(CONSIGNE)
Dans la lettre reproduite ci-dessous, pourquoi celle qui écrit dit-elle ne pas pouvoir en vouloir à son destinataire malgré le tour qu'il lui a joué ? Répondez en une ou deux phrases.

(EXTRAIT CHOISI)
********************
Bonjour aimable scélérat, bonjour affreux gueux, bonjour toi, bonjour vous. Si je te tenais je t’en donnerais une soignée, de pile, que tu n’aurais pas VOLÉEa. Est-il possible de se moquer d’une pauvre Juju comme vous le faites, hein ? Laisser acheter des provisions très chères, faire veiller jusqu’à une heure du matin pour vous attendre, comme c’est spirituel et comme c’est adroit. Enfin c’est votre comique à vous, vous n’en avez pas d’autre, il faut bien vous prendre comme ça. D’ailleurs je ne peux pas vous en vouloir, j’ai bien assez de vous désirer. Je ne pense plus maintenant qu’à vous revoir le plus vite possible. J’espère, mon adoré, que tu ne seras pas aussi féroce que l’autre fois et que tu ne resteras pas jusqu’à demain soir [1] ? Ma foi, si tu étais capable de me faire autant de mal sans regret, je ne sais pas ce que je deviendrais.
J’ai copiéb juste les deux tiers de ce que tu m’as donné hier, je finirai l’autre tiers tantôt [2]. J’ai copié les inscriptions latines et les inscriptions grecques, tu m’en donneras des bonnes nouvelles. [Πνόρλίτοώ ?] [3] : qu’est-ce que tu dis de ceci cité de mémoire ? Je crois que ce n’est pas mal, hein ? Qu’en dis-tu ? Qu’en dis-tu ? Tu es collé, voilà tout. Je te pardonne ma supériorité. Baise-moi et reviens bien vite, je t’aime.
********************
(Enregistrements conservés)
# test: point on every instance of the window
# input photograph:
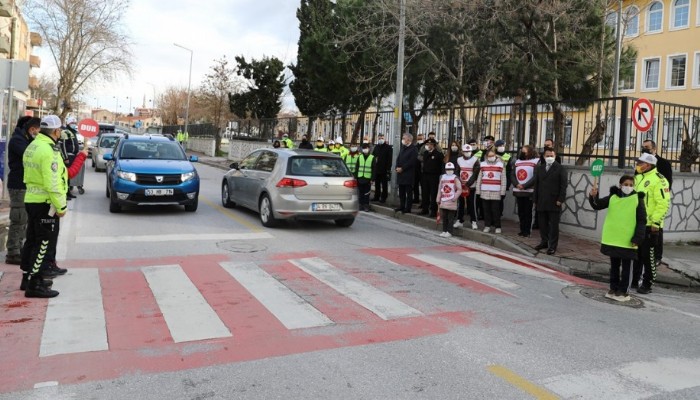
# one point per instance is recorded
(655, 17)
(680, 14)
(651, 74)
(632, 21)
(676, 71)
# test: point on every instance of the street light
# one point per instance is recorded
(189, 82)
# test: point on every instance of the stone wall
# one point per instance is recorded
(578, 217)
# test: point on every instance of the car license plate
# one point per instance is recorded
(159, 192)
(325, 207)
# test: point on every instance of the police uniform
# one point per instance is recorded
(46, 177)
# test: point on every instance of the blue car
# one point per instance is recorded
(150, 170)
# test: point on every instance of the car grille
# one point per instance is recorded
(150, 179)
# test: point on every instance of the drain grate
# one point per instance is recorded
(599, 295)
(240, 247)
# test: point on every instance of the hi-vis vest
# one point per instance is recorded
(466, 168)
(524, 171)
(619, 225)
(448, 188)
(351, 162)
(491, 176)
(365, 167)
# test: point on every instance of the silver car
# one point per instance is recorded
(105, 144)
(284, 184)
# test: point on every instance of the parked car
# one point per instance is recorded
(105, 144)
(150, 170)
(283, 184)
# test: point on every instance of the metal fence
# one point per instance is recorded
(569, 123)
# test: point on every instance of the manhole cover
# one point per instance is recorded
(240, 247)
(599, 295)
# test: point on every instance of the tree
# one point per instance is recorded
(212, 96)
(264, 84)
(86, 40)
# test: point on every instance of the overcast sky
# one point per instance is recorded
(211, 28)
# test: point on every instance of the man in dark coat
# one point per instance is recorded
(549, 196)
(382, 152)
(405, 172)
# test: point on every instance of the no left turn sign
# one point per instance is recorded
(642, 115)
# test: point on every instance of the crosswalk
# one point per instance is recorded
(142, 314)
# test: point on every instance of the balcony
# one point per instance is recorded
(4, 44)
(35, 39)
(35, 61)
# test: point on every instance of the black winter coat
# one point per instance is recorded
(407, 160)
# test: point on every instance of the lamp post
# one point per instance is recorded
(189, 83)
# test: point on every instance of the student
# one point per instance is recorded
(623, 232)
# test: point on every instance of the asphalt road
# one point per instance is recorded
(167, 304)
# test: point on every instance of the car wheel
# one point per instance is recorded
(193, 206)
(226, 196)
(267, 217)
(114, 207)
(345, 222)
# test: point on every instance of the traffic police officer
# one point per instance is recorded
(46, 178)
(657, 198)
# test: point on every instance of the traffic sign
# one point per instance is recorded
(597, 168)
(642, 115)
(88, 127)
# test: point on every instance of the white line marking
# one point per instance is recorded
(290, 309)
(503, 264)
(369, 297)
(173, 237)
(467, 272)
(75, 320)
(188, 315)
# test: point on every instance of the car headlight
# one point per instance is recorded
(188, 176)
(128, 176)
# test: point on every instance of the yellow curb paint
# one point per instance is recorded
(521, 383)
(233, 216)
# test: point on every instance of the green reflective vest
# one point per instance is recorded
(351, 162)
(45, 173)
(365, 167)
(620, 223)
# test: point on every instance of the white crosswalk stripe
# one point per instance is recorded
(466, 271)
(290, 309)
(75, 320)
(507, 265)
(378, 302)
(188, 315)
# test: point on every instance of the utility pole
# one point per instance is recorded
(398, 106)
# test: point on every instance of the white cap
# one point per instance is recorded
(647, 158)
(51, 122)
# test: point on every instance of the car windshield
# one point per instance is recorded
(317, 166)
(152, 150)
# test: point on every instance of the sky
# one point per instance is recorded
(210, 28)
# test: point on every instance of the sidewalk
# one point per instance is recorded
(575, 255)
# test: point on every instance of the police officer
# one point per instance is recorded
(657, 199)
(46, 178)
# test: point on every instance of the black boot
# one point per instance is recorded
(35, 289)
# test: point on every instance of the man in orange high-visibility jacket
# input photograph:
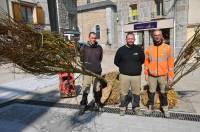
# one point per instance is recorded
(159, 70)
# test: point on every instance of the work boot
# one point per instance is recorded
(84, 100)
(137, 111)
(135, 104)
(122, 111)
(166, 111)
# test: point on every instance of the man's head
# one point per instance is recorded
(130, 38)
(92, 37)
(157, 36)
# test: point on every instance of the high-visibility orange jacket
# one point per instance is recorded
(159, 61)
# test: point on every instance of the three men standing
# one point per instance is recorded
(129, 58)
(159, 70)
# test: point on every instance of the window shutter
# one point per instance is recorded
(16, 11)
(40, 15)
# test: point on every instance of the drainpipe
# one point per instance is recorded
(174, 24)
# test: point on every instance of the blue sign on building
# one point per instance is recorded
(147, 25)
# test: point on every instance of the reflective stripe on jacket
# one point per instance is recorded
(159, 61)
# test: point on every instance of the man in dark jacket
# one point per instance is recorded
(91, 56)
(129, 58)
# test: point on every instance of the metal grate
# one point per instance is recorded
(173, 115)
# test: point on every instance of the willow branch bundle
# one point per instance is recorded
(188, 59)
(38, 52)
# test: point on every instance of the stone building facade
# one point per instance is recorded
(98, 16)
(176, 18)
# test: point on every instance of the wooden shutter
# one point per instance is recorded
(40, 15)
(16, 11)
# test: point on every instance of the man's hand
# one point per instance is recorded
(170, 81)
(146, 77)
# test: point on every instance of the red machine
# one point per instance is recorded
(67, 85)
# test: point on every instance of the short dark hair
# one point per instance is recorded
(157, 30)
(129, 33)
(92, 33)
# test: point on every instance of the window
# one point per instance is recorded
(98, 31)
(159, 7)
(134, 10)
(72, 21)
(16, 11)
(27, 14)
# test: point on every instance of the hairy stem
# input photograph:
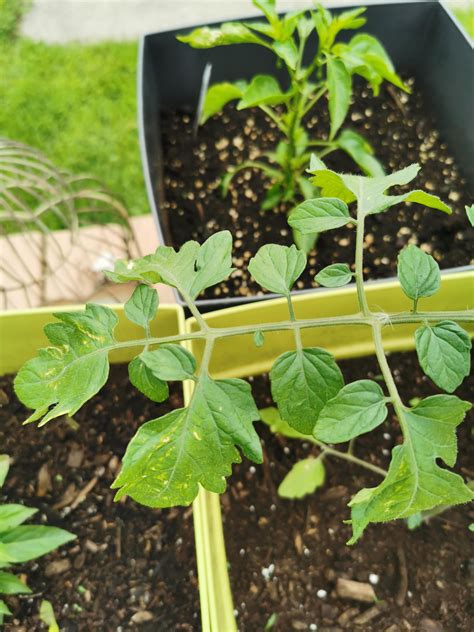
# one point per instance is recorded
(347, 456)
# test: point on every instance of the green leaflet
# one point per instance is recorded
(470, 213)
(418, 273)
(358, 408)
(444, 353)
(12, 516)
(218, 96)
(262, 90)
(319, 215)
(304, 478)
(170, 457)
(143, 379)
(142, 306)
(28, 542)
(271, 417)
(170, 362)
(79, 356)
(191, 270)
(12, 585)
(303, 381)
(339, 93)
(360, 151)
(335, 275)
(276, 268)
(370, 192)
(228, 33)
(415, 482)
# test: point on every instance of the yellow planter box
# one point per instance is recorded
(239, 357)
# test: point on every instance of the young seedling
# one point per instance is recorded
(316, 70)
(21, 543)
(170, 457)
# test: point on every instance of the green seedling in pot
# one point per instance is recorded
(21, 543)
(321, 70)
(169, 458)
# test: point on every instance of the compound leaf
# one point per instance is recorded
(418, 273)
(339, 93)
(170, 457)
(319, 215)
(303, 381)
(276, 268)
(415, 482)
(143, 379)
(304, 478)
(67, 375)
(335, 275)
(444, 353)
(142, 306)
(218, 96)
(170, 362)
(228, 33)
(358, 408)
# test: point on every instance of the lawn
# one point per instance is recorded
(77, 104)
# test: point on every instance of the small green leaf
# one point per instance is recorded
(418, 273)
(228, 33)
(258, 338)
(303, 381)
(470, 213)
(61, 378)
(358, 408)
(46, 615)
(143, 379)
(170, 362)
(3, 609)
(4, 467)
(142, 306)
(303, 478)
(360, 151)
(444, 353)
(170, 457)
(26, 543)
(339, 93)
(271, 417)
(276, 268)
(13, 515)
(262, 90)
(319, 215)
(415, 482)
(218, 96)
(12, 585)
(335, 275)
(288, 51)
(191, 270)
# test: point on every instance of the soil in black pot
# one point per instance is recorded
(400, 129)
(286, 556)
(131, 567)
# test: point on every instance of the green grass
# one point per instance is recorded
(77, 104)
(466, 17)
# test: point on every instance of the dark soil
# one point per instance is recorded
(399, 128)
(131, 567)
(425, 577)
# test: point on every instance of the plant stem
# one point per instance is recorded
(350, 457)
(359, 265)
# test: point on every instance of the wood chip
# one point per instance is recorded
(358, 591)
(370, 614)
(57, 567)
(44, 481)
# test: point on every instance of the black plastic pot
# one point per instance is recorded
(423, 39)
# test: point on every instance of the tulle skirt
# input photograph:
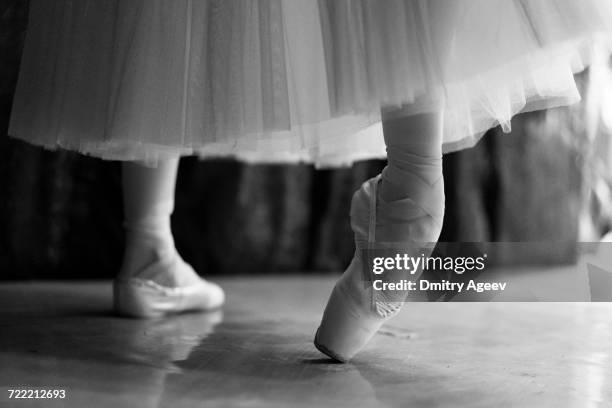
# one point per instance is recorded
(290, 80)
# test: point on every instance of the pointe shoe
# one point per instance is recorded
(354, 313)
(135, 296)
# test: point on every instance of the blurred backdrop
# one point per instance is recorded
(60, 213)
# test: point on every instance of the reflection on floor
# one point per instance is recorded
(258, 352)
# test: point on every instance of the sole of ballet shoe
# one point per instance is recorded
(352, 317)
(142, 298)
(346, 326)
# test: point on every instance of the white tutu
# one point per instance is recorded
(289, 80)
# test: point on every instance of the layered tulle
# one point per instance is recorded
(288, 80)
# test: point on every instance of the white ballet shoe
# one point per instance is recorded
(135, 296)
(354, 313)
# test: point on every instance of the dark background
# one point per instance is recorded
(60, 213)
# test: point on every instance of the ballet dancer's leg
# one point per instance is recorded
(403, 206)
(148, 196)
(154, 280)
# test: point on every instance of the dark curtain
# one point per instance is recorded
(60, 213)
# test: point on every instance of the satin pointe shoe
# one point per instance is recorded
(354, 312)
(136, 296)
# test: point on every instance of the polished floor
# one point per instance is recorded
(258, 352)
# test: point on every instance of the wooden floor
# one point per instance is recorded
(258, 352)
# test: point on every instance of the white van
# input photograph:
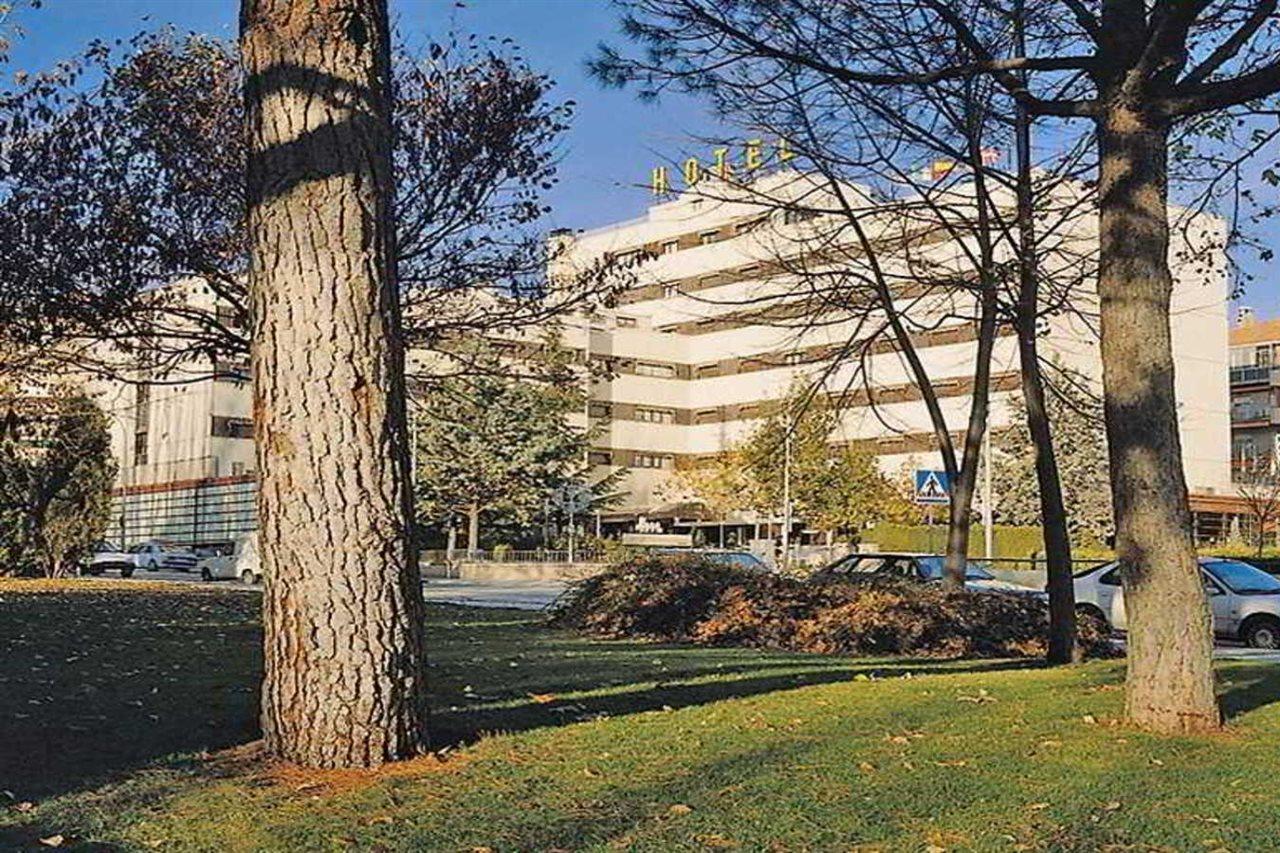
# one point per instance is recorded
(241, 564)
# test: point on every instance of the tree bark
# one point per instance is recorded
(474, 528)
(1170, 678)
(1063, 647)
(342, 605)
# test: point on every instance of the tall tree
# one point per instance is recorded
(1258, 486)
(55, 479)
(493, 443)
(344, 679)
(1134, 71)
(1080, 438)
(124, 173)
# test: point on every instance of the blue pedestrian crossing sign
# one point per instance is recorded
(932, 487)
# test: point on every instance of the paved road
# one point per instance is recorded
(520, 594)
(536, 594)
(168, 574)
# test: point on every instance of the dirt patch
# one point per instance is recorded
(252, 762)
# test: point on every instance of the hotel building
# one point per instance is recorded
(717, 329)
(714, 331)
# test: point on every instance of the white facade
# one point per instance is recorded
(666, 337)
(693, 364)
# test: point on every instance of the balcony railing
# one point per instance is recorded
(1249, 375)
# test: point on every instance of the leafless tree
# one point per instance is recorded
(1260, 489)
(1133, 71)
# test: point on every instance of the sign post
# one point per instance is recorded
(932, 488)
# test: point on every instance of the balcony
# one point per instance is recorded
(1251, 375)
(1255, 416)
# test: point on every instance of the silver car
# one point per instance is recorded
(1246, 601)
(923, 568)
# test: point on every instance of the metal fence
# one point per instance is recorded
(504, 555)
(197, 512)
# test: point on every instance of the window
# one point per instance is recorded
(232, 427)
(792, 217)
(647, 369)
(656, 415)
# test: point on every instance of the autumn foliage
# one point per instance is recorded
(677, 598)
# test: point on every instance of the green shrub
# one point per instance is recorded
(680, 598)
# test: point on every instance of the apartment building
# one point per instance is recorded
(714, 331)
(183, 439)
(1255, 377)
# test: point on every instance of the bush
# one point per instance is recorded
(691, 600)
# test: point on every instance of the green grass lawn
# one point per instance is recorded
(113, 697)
********************
(RÉPONSE ATTENDUE)
Elle ne peut pas lui en vouloir parce qu'elle a déjà bien assez à faire de le désirer. Son seul souci est désormais de le revoir le plus vite possible.